Work request ▸
Transcribe the records below word for word, leaving every picture out.
BEGIN Source material
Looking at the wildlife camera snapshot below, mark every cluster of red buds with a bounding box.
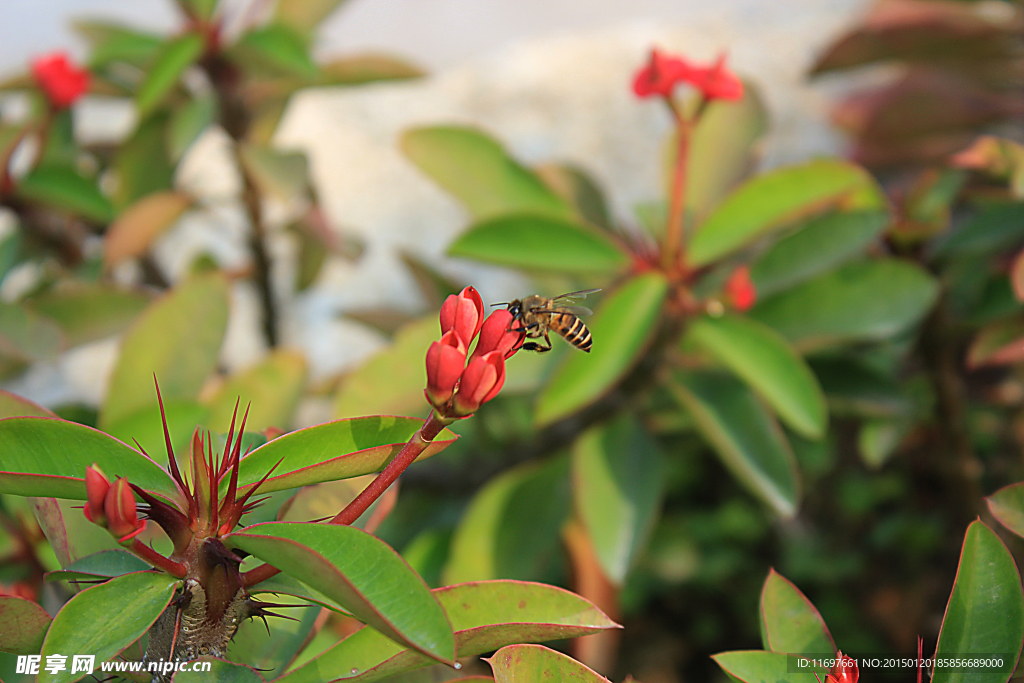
[83,465,147,545]
[425,286,523,419]
[31,52,90,109]
[632,50,744,102]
END Source material
Your response ▸
Looking at the wildlife camera snapshot below, mark every cluster of red buds with a bounding box.
[83,465,147,545]
[425,286,523,419]
[31,52,90,109]
[632,50,744,102]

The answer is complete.